→ Selected excerpt
.....

It starts with unity in the universal church. Now we can talk about unity at the local church level.
7 Now grace was given to each one of us according to the measure of the Messiah’s gift. 8 For it says: When He ascended on high, He took prisoners into captivity; He gave gifts to people. 9 But what does “He ascended” mean except that He descended to the lower parts of the earth? 10 The One who descended is also the One who ascended far above all the heavens, that He might fill all things. 11 And He personally gave some to be apostles, some prophets, some evangelists, some pastors and teachers…
God doesn’t just say, go, be diligent and keep the unity and then leave us on our own to figure it out. No, to help us, Jesus gives gifts to His church. To describe what is happening in the spiritual landscape, Paul uses the metaphor from the military. In the Old Testament as well as in Paul’s day, a military general would conquer another army and he would steal all of their possessions and essentially the losing side would become prisoners of war. And so this conquering general would return to his nation and distribute gifts to the king, to the soldiers and the people of the winning side while the losing nation would form a train of captives in chains. Paul makes the analogy that the very same thing happened in the spiritual world when Jesus died on the cross and descended into Hades and rose victorious over sin and death. He defeated Satan and his forces of darkness and they were chained up like prisoners of war. And as Christ ascended into heaven after the resurrection, he distributed the spoils of war by giving spiritual gifts to his people, the church.
We all have gifts. The biggest gift by far is the grace of God which saved us. Salvation is the greatest gift. v7 – the word for “grace” and the word for “gift” in the Greek share the same root. Grace is THE gift. The rest of the spiritual gifts are expressions of this primary gift of God’s grace. Some of the gifts are listed in v11 – apostles, prophets, evangelists, pastors and teachers.

.....

→ Given information
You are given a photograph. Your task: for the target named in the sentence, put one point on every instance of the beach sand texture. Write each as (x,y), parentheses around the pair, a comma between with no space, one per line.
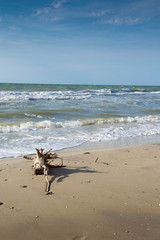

.....

→ Exercise set
1) In the passage on spiritual gifts, what do the Greek words for "grace" and "gift" share?
2) Pick up the passage on spiritual gifts after its last sentence and keep it going.

→ Task responses
1) They share the same root.

2)
Is being a pastor or a teacher a calling? Or is it a gifting? I say it’s gifting, but you don’t have to take my word for it. That’s what Scripture says. Our calling is the calling unto salvation. Our gifting are things like the gift of pastoring or shepherding people, the teaching gift, the gift of prophecy, or the gift of evangelism. I left out apostles because I don’t believe there are any present day apostles, but we’ll leave that for another time.
Why does Jesus give gifts to His church? Reason #1 is to help keep the unity relationally that was ushered in when the walls that divided us were torn down by Christ’s death on the cross. A second reason Jesus gives gifts is so that we can reach unity in terms of our faith and in our knowledge of God’s Son, with the ultimate goal of maturity and fullness in Christ.
12 for the training of the saints in the work of ministry, to build up the body of Christ, 13 until we all reach unity in the faith and in the knowledge of God’s Son, growing into a mature man with a stature measured by Christ’s fullness.